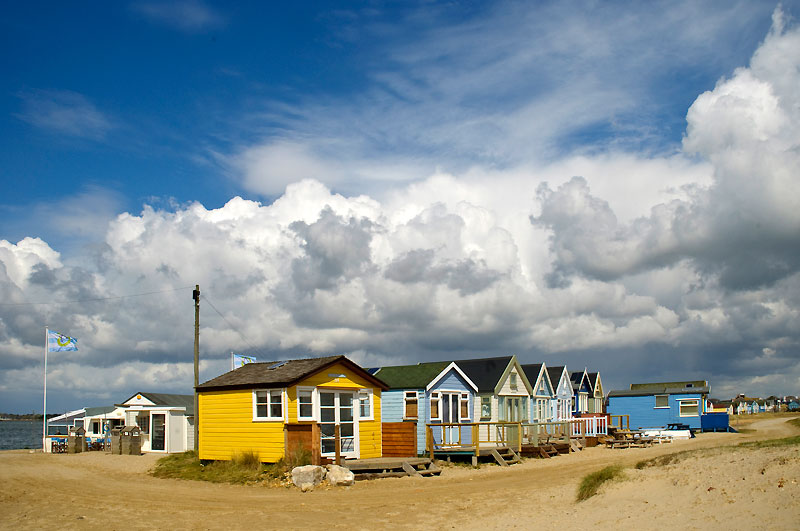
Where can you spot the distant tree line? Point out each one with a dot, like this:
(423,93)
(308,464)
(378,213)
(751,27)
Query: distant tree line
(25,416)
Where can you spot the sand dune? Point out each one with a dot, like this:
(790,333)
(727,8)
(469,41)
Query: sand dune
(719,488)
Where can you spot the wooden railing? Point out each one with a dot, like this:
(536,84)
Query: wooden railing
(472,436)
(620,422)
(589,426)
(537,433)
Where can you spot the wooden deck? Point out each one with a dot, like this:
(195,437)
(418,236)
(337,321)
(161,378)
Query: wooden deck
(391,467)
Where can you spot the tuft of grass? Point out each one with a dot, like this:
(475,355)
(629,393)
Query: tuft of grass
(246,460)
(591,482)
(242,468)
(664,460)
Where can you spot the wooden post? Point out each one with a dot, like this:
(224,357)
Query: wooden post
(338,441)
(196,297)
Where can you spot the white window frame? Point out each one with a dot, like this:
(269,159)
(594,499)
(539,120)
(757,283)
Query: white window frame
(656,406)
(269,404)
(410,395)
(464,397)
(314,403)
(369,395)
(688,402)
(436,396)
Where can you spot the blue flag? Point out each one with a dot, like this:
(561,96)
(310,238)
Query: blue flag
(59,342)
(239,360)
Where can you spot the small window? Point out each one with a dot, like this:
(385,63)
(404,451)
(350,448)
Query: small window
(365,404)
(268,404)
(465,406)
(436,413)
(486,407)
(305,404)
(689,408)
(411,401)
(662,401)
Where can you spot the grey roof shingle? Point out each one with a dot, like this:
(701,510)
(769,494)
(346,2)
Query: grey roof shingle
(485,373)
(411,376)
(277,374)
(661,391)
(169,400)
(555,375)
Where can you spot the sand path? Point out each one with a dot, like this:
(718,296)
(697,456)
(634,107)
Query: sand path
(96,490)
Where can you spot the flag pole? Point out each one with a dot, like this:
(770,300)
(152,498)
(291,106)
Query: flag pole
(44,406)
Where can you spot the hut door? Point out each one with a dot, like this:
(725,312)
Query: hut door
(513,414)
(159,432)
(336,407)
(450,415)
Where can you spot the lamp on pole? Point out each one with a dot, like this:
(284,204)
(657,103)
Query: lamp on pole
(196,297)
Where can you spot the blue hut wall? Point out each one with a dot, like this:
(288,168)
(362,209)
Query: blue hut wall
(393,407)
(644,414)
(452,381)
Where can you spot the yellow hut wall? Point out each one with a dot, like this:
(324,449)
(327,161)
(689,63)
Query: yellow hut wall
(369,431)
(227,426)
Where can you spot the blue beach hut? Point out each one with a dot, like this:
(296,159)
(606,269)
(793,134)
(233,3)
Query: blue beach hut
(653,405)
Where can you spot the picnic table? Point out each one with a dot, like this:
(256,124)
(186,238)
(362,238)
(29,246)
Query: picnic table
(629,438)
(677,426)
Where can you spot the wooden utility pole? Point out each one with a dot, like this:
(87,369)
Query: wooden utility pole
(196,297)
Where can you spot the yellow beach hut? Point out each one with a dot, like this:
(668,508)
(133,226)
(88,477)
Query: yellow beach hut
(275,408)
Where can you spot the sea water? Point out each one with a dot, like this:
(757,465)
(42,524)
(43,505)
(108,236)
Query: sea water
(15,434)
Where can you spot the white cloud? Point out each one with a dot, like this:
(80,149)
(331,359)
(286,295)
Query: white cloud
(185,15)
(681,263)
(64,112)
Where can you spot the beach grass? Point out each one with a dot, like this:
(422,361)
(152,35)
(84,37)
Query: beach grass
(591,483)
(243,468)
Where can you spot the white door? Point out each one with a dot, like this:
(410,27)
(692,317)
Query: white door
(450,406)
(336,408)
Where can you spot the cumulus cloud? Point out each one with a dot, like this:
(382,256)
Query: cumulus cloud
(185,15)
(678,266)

|---|

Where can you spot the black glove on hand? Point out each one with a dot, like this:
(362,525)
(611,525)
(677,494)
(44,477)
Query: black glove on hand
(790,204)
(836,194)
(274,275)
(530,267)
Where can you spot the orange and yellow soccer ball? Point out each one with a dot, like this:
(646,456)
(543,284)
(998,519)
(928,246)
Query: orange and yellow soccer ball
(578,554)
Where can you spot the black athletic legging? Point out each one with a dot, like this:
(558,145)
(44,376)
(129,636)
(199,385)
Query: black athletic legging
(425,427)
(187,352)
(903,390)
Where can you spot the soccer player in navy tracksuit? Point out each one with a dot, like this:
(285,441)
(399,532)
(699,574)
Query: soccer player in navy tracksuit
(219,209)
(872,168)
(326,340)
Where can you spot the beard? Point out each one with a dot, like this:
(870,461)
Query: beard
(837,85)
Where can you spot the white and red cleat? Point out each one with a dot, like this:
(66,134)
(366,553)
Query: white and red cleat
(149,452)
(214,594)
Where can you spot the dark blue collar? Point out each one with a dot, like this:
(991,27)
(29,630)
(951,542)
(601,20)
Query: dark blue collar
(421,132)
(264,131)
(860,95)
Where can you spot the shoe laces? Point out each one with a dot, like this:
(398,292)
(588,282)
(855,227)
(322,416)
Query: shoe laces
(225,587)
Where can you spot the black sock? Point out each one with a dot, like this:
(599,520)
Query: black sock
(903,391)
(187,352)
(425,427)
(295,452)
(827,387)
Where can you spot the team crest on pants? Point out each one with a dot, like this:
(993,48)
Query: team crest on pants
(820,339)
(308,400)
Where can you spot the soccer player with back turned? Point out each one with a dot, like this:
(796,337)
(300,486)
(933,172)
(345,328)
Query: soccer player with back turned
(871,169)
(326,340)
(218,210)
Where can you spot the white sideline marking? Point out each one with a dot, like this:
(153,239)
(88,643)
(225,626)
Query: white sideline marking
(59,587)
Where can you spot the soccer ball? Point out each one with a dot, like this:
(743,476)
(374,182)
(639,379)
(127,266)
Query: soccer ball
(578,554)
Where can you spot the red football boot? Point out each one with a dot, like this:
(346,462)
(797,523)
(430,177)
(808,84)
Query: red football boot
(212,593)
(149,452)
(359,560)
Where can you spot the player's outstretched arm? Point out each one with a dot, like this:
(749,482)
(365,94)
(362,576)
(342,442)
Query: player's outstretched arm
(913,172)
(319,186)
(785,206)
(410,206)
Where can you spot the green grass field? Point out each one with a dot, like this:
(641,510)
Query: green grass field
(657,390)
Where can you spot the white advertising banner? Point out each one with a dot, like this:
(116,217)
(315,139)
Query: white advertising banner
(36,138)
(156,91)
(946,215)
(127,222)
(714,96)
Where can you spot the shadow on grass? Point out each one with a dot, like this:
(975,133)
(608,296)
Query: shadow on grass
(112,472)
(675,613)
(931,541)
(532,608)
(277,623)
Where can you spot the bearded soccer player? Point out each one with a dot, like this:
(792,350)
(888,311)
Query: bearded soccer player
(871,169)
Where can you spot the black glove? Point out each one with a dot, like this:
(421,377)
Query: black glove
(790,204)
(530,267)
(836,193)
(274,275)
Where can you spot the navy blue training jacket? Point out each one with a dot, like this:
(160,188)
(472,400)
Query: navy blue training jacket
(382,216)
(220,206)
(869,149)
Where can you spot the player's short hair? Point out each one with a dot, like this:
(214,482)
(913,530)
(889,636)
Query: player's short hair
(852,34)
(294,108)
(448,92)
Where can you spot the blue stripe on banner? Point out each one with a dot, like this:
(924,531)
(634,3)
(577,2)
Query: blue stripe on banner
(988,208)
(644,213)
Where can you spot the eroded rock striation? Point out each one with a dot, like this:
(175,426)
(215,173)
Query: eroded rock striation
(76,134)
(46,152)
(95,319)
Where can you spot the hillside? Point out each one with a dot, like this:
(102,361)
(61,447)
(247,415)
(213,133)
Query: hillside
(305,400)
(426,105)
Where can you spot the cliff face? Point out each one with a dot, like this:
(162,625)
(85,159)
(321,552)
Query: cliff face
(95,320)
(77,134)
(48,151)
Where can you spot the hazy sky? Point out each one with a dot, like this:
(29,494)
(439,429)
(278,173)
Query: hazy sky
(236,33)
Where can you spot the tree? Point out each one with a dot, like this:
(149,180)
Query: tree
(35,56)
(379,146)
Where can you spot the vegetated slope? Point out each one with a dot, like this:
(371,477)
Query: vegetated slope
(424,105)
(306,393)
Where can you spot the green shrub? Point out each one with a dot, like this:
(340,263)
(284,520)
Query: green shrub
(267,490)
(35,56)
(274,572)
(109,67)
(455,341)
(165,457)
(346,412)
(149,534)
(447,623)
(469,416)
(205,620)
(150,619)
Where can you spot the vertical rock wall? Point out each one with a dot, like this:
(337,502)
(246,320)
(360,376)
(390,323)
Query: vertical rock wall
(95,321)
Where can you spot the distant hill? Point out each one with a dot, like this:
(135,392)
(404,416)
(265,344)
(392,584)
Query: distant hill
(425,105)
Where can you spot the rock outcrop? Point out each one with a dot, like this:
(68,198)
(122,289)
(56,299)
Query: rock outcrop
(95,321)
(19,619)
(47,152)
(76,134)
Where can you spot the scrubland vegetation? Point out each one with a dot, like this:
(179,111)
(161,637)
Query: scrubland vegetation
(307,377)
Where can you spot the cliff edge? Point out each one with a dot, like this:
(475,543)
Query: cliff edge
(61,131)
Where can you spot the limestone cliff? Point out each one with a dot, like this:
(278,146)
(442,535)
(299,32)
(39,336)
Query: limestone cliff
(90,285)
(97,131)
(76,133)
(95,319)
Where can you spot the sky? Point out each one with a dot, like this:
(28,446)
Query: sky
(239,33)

|---|

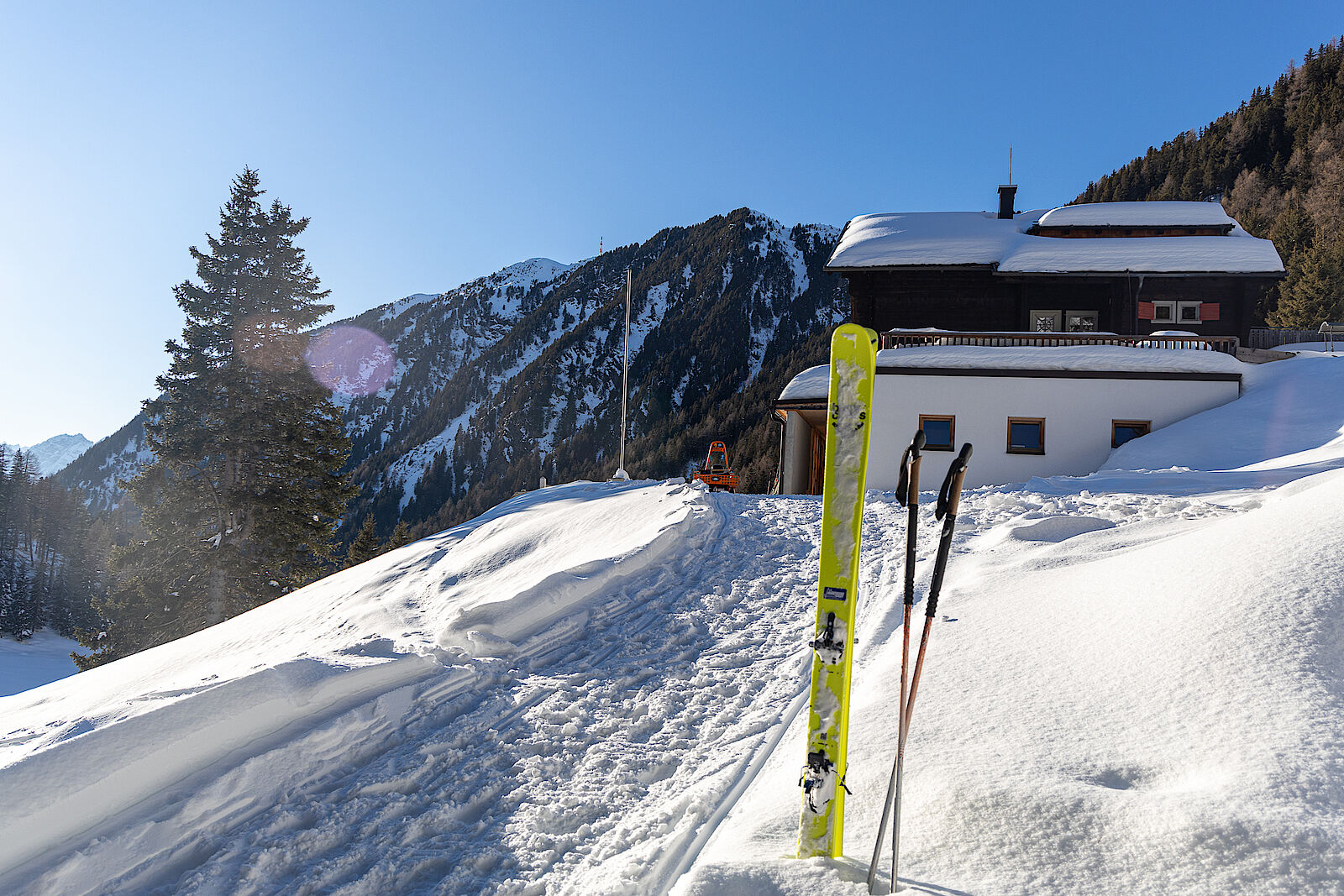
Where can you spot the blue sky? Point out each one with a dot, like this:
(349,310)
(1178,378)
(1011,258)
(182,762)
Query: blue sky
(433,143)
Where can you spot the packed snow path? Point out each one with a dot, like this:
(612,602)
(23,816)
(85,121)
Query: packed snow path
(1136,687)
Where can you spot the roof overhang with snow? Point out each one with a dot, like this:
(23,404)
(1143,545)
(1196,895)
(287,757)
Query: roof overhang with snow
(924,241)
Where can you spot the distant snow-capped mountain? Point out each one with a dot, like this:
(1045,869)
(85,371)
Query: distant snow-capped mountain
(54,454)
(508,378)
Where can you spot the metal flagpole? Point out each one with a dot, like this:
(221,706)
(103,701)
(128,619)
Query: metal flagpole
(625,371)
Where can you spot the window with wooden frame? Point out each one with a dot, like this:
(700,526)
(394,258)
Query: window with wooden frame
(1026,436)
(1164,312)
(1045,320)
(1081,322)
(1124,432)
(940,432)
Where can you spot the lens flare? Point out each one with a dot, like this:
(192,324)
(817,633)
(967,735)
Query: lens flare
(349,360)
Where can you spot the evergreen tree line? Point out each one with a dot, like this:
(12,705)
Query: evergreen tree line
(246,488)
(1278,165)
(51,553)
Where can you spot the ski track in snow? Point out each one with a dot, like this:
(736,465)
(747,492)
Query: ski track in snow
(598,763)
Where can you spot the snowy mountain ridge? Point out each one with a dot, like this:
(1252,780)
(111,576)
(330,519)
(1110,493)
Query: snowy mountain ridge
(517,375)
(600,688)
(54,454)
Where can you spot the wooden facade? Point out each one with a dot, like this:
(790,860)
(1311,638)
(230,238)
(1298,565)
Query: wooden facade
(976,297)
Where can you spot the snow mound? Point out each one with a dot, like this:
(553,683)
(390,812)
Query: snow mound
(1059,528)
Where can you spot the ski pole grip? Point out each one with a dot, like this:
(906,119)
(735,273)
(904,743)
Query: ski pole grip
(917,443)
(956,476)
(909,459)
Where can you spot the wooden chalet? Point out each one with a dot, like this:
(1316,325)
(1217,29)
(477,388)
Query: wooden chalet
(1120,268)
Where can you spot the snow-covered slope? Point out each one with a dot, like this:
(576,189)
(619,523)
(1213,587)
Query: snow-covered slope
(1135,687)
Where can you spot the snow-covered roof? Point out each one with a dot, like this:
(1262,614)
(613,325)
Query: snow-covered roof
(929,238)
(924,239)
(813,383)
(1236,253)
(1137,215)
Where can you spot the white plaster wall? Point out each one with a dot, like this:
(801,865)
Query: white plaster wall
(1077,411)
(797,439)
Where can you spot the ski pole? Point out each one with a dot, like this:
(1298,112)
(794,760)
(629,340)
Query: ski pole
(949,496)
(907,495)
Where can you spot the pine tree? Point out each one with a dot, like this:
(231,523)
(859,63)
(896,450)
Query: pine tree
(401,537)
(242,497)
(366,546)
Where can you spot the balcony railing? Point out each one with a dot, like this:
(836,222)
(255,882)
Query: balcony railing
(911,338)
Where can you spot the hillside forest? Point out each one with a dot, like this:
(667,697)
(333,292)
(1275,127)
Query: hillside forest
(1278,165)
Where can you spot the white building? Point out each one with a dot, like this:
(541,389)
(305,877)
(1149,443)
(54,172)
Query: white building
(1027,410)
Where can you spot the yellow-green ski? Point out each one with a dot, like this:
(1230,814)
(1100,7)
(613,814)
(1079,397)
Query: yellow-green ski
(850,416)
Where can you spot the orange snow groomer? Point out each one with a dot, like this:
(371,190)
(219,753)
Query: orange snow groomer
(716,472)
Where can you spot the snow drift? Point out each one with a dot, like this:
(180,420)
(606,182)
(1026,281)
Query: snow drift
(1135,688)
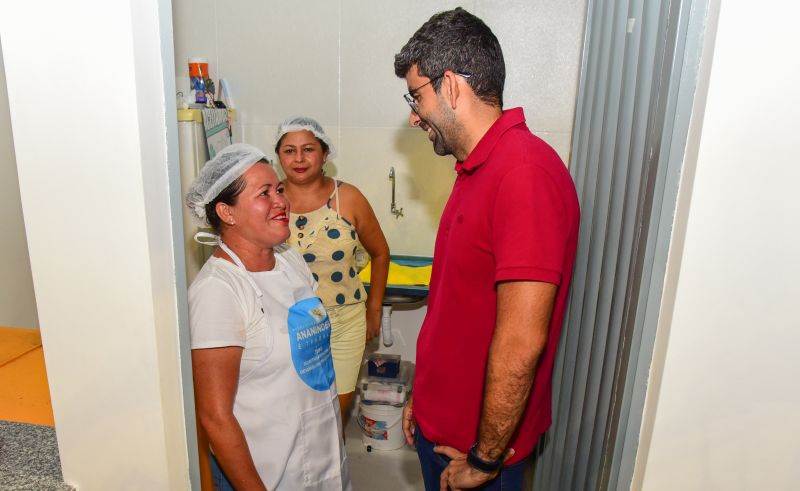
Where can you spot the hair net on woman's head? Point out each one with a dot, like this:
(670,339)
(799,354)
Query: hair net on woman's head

|---|

## Your instructions
Arrange the lines from the one containing "Where can you spot the hair" through the one containing "Query: hair net on woman's head", both included, as a Markdown table with the columns No. and Content. Give each line a row number and leave out any blank lines.

## Exercise result
| No. | Content |
|---|---|
| 1 | Where can you spot the hair net on woman's head? Point out each one with a dot, like this: |
| 2 | (670,339) |
| 3 | (799,354) |
| 4 | Query: hair net on woman's head |